(Pointing dataset records)
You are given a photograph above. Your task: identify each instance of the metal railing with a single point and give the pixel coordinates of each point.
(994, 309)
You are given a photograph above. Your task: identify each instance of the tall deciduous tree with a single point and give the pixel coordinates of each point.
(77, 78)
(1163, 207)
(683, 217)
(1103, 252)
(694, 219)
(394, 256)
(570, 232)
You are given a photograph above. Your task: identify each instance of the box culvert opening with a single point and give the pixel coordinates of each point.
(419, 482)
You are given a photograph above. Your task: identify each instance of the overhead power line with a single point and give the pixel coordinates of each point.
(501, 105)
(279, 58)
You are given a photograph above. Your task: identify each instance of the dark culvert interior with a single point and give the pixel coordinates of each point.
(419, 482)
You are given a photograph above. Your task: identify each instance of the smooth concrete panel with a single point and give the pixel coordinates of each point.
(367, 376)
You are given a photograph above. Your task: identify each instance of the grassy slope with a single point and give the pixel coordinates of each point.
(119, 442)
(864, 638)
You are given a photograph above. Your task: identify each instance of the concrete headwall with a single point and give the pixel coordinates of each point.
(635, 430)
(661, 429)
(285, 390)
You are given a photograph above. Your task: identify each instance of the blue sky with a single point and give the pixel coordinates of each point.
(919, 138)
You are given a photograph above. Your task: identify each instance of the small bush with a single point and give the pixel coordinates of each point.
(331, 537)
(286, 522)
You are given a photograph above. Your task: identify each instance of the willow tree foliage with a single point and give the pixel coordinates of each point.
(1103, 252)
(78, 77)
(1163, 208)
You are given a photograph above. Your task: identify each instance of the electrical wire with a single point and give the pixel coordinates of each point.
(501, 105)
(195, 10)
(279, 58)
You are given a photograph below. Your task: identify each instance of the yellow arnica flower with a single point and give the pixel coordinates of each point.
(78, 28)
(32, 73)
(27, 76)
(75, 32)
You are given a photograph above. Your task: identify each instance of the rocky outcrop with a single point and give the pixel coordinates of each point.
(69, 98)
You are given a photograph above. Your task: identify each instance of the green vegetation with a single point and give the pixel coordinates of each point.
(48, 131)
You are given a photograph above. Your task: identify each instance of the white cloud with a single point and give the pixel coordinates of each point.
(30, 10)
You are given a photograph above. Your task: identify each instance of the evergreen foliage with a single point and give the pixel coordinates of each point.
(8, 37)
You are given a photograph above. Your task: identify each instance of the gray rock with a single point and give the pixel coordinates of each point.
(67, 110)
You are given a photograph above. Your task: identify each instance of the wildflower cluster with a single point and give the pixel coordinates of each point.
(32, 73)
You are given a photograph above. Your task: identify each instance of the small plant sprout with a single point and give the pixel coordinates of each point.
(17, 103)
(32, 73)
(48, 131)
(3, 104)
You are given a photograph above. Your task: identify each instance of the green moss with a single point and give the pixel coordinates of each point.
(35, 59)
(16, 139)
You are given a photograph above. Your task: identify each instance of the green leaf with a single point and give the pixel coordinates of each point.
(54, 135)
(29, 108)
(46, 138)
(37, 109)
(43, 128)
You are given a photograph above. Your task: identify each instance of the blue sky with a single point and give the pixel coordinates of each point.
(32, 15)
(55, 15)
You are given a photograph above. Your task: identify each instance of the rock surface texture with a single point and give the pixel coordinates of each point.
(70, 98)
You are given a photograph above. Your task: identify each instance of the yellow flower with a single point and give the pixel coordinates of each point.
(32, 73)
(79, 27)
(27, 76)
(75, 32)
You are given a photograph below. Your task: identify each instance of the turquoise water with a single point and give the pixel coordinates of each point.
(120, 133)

■ Required work ■
Can you reproduce verbatim the stretch of the listing that opens with its first line and closes with the line containing "(1163, 208)", both included?

■ Problem solution ■
You are given a photograph above. Your task: identify each instance of the metal railing with a single point and give the pixel coordinates of each point.
(994, 309)
You are given a photograph above. Your task: identify each instance of the tall deciduous tree with a single point and give the pixel coordinates of each point.
(77, 78)
(1163, 207)
(683, 217)
(1103, 252)
(694, 219)
(394, 256)
(570, 232)
You are given a photograph above. Your task: identify each instance of the box culvert opening with a single point and give the pixel coordinates of each point.
(419, 482)
You are given a photograph above. Your task: identify each instance of the overhead power line with a single point and give the pixel coordinates of each point.
(501, 105)
(279, 58)
You are given a photograph above. Your task: identify each instance of the dark culvert interior with a single point and give the pixel coordinates of each point.
(419, 482)
You are given a photograph above. Your task: identify each instance of the smooth concrete panel with a single point and give the pixel coordinates of each point.
(367, 376)
You are given a photograph above. Your task: identify each instance of the grassy slope with a single point and give the pixel coordinates of each point.
(119, 442)
(864, 638)
You are given a photograph above. Your task: identify each instance of the concrete headwall with a single point and give the pixel coordinates of each point.
(635, 430)
(661, 429)
(285, 390)
You are given a photograph above. Your task: identify each instance of the blue sky with a single point and give the pixel coordinates of each point.
(919, 138)
You are given a photograph above. Your task: identify each instance of the small bush with a single point and give the pixel coordinates of each point.
(331, 537)
(286, 522)
You are given a photograph above. Your task: identify each instance of the willow tree foliage with a single point and give the pixel coordinates of each point.
(1103, 252)
(78, 77)
(1163, 208)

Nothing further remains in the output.